───── Information supplied ─────

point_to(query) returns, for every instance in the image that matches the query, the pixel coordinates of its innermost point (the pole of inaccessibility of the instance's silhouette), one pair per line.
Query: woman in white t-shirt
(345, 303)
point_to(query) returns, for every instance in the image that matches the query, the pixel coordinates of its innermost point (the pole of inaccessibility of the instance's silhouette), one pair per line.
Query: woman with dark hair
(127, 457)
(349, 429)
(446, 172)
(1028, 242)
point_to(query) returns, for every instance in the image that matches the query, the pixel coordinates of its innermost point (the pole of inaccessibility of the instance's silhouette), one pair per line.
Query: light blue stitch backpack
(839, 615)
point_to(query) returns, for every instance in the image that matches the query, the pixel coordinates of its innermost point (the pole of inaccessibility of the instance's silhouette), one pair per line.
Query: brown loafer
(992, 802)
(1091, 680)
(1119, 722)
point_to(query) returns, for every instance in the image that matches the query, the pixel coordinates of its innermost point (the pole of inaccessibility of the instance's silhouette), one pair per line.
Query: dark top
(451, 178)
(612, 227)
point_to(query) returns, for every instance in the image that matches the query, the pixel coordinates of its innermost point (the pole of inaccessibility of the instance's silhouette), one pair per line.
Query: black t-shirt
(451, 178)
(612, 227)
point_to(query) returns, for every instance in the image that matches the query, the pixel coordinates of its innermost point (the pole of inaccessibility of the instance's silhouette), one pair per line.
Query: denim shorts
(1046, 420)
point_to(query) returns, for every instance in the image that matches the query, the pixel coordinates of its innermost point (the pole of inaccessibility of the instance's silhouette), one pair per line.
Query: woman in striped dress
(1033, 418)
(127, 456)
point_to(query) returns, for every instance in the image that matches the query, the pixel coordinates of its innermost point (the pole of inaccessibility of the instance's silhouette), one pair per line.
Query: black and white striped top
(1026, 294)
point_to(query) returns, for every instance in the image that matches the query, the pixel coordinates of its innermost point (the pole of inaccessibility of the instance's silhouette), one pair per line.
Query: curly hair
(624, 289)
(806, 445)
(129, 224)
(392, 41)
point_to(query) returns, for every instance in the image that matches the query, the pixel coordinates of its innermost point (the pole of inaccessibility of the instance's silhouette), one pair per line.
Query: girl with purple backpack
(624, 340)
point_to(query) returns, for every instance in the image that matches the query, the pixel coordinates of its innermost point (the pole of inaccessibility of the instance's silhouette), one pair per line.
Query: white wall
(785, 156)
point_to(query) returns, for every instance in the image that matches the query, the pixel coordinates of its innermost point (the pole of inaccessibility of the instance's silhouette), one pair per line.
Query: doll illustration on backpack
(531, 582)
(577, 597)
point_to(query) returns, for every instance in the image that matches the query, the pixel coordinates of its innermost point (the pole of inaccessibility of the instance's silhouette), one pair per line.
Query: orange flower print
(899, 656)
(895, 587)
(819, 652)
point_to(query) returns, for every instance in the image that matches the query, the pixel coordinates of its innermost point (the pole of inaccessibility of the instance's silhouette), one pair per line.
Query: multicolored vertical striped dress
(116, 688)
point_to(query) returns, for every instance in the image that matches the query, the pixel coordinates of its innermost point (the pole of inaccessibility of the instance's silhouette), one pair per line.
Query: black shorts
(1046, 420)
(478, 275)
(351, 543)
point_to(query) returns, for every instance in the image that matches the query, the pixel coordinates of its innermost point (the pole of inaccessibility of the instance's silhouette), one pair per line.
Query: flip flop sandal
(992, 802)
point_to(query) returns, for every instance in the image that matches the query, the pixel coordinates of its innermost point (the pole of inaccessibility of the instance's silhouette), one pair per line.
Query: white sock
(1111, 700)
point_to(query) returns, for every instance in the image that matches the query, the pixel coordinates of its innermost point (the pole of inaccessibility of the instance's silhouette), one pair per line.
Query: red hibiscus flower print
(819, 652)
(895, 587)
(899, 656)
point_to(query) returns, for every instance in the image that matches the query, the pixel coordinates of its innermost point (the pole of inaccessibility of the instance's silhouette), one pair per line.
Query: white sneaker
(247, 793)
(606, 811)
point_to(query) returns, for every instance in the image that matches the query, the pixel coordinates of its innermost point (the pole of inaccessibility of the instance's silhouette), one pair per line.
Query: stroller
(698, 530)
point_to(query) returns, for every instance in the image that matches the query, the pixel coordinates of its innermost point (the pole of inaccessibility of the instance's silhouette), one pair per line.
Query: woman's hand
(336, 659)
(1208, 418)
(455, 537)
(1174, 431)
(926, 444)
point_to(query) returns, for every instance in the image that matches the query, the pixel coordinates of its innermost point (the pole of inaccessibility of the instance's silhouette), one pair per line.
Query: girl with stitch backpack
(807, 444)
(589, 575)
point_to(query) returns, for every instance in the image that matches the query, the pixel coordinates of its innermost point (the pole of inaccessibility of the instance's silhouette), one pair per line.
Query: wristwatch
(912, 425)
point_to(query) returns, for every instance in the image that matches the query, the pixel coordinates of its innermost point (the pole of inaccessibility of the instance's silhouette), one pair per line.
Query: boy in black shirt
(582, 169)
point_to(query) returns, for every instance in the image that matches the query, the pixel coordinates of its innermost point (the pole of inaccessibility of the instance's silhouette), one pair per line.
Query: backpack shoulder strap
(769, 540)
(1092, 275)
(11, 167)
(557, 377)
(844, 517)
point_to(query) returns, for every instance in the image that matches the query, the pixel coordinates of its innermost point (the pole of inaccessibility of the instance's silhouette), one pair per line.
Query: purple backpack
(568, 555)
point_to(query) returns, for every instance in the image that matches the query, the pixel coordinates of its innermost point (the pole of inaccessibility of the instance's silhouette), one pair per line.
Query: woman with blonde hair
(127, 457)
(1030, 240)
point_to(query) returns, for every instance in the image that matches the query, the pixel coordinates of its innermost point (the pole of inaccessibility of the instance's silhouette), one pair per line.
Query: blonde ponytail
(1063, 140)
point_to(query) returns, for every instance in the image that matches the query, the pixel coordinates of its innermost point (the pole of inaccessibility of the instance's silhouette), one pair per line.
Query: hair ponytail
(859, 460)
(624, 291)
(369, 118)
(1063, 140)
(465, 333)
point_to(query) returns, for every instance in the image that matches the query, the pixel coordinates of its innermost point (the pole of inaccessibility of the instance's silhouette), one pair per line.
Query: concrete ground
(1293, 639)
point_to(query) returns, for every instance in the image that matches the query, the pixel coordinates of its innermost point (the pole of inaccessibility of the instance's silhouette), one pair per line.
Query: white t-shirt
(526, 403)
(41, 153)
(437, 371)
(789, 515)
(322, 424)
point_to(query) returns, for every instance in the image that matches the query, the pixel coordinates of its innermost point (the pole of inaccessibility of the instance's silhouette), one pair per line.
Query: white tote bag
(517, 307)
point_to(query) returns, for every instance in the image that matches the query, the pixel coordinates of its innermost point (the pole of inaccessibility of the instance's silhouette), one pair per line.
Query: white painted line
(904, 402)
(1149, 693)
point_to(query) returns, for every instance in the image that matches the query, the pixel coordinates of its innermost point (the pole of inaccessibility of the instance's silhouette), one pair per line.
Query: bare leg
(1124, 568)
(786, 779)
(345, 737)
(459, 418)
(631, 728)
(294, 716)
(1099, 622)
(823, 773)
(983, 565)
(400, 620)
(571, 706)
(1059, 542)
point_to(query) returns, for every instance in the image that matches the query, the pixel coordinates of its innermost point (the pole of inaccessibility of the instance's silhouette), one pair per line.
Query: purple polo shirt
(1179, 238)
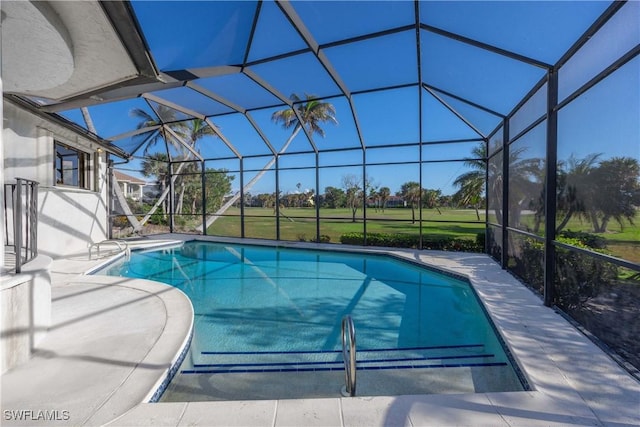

─────

(What you have to do)
Repeat the whole listing above word for word, but keep any picture out of it.

(Response area)
point_to(query) returns, for every instance in the image that matches the query, the pixel coordinates of its innermost point (the pole of inaccessibility of the instance's silhouette), one pair per line.
Query: woman in white t-shirt
(345, 303)
point_to(query) returns, for every instance in the image that matches the query, the pixel coordinates of its innermost point (the pole of inaccessibility of the instance's silhouette), one pair per line.
Query: woman with dark hair
(127, 457)
(349, 429)
(446, 172)
(1028, 242)
point_to(query) returns, for every instance in the image that matches the query, the pixel coordinates of its innermost point (the pole of inaccessibility of the instance's silhouette), one pair per line.
Query: light blue stitch backpack
(839, 615)
point_to(query) returns, for every instance in the image that matches the query, the pixel coordinates of its innermost point (the pole of inaccessibility of the instance's silhouette), one pair per line.
Query: brown loafer
(992, 802)
(1091, 680)
(1119, 722)
point_to(query) returns, for every instance in the image that matches the query, the pixel coordinates of its innermost point (the pole of inaccessibility of the instance's silhouette), one pair per line.
Query: dark top
(451, 178)
(612, 227)
point_to(query) returns, for every instance in the image that matches the query, the pixel coordinates of its innermost point (the pole of inaccessibility of the instance's silhouette), one pair per line.
Query: black t-shirt
(451, 178)
(612, 227)
point_to(query) returns, for every instance in the image that matches the query, the pixel coordinates of its innermost point (the pole of inaccessibility of the instance's silhouette), one pair per line.
Query: denim shorts
(1046, 420)
point_to(query) returns, for every instance in the image that matches the query, the pixel coordinates of its innermost point (the pole of inaccessibility of the instance's silhouette), one pair per line.
Query: woman in striped dress
(1033, 418)
(127, 456)
point_to(query) returns, for every instance in the image that matches the query, the pixel coordinates of its innermost point (the pole of inaccessibility of the instance's silhouette), one pair per line.
Query: black and white striped top
(1026, 294)
point_to(query) returns, for every instance in the image that matches the query, the pixel coordinates of its innermost point (the pole of inaccessibility of the instance's silhouette), one pair per line.
Query: curly hair
(624, 289)
(806, 445)
(129, 224)
(392, 41)
point_to(query) returns, for every instance in the image that matches the query, the pixel coordinates of its innermost point (the pole of inaccessibility of the instance's silhouette), one pair per line.
Query: girl with purple backpack
(624, 340)
point_to(query) returns, for every instance in the image that matches the query, the pixel coordinates of its innermost point (the pole of inaccessibility of the instance's silhouette), one pair per line.
Query: white wall
(785, 156)
point_to(query) returns, for every instance in the image that matches the query, the pixel coordinates of its innermost point (the pole of inaccessibility of the instance's silhouette), one pair per line.
Query: doll illustration on backpack
(531, 582)
(577, 597)
point_to(query) returns, for every instance in the image that matches the query, the pixel coordinates of its innermost point (the pole of inaccessibility of the instance's silhouette), one pair per line.
Query: orange flower print
(899, 656)
(895, 587)
(819, 652)
point_to(query) returns, for every instance in the image that matches the query, the pixel coordinates of its innermost point (the pole of inaccessibility of the instance's silhouette), one pair per line.
Query: multicolored vertical striped dress
(116, 688)
point_to(query) returns, for every instance in the image that matches the query, the pixel coordinates of its innermost point (the pole of inaccessibility of the instance's silhouette), one pair per line.
Query: black shorts
(1046, 420)
(478, 275)
(351, 543)
point_to(query) returns, for every instance in the image that matches the query, the pixel coordinates of its innermost point (the pole of inaccessibility of the instance's silhouette), one pair per line.
Query: flip flop sandal
(992, 802)
point_to(query) returns, for every instance in the image that matches the query, the pixel coordinates of its innermost point (the pole of inaccessibility of the instance's silhouette), one pair per line.
Query: white sock
(1111, 700)
point_to(query) returns, for every instance in the image that matches the query, the pixel coordinates of its innermost point (the pole of inaccessibility of the instance's silhouette), one pair per line.
Query: red hibiscus flower print
(819, 652)
(895, 587)
(899, 656)
point_to(query) returns, for every instance in the image that matches the query, the pixel coordinates of its innermost point (the pole of inaccessibility of the instance's silhouette), one pair per line.
Query: white sneaker
(247, 793)
(606, 811)
point_to(query) returns, for every instance in the image that matches the query, the pixel coordinates of its innermost point (the pole of inaccessibility of the instance's silhouette), one pair per line.
Query: stroller
(698, 530)
point_to(query) returns, for every instance in the image that matches the query, the pixel coordinates of its innermost point (the pole of inaccessibility of the instance's silhouette), one pair per line.
Query: woman's hand
(336, 659)
(1208, 418)
(455, 537)
(1174, 431)
(926, 444)
point_to(query) returns, for every instance in the image that matches the query, the pixel coordinates of its innermost point (the pole of inaccessibility of the instance's silhouette), one pair per line.
Query: girl with stitch backpack
(807, 444)
(589, 575)
point_to(query) returns, for every instance in the image that matches the query, the pixel coordinates of its innermost point (the pole of inaccessibility of the instance's silhouette), one pair per line.
Query: wristwatch
(912, 425)
point_to(query) returns, for every instance in the image that matches the query, the pixel coordinates of its innermost point (the pole of inaccessibility of the instance's silhouette), one pair per line.
Query: boy in black shirt
(582, 169)
point_to(query) returns, for every instance in the image that matches the query, the pixel coordinates of its innermost point (the pole of inaccessibility of the instance's silhouette), one pair per line.
Query: backpack shoulder strap
(769, 540)
(1092, 275)
(11, 167)
(557, 377)
(844, 517)
point_to(query) returns, for every instance in the image that matches the query, the pixel coordinates of its innermost point (the pole of inaccessibility of the instance's silhouette), one pair per line.
Query: purple backpack
(568, 555)
point_to(query) returns, for every instance in the image that matches the query, the pixel coordinates of its innermost point (the pole of inaccessibility of the instance's silhouette), one pair per line.
Query: woman with blonde hair
(127, 457)
(1030, 240)
point_to(query) returns, for every instance in the image that matches the query, the pixel coordinates of its innermost point (the pole of inaccessibility of the instance's silhouette), one pair per line.
Query: blonde ponytail
(1063, 140)
point_to(query) returns, for every instance in the image that matches the query, the pixel coordinates of its innermost point (the pole of inaccessibility of the instance's silhouette), one pair per line.
Query: hair ponytail
(859, 460)
(624, 291)
(369, 118)
(1063, 140)
(465, 333)
point_to(query) returns, for every instance in the image that matches the query, the pixel coordinates of its innermost point (the pole of inaccessibility of the instance's silhouette), one pair per line.
Query: concrete ground
(1293, 639)
point_to(query) returns, for every instance in the image that matches the query, the pixel coordinates of its innermost point (the pole of inaccessibility of the instance's silhouette), one pair per line.
Query: white t-shirt
(526, 403)
(41, 153)
(437, 371)
(789, 515)
(322, 424)
point_to(query) returns, for every instance in the image that matches the query, the pixel coordinates of its innermost point (the pole of inaccessibility of the instance's silhouette), one pair per line.
Query: white tote bag
(517, 307)
point_to(query) returns, for every instance in the image that matches the query, the pixel coordinates of its innermost point (the pole of inaccessibility of the instance's silhouette), one pair per line.
Query: white painted line
(904, 402)
(1149, 693)
point_to(query) returns, for every instance in the image that matches the query, the pixel coordinates of its innermost point (the pole of inaccessibility of the instance's silhouette), one pair per line.
Query: bare leg
(1124, 568)
(786, 779)
(345, 737)
(459, 418)
(631, 728)
(294, 716)
(1099, 622)
(823, 773)
(983, 565)
(400, 620)
(571, 706)
(1059, 542)
point_to(query) returns, for every instance in the image that matches the query, the pixel coordinates of its innermost point (the pole of inaccessibility of the instance's silhouette), one pair per line.
Query: purple polo shirt
(1179, 238)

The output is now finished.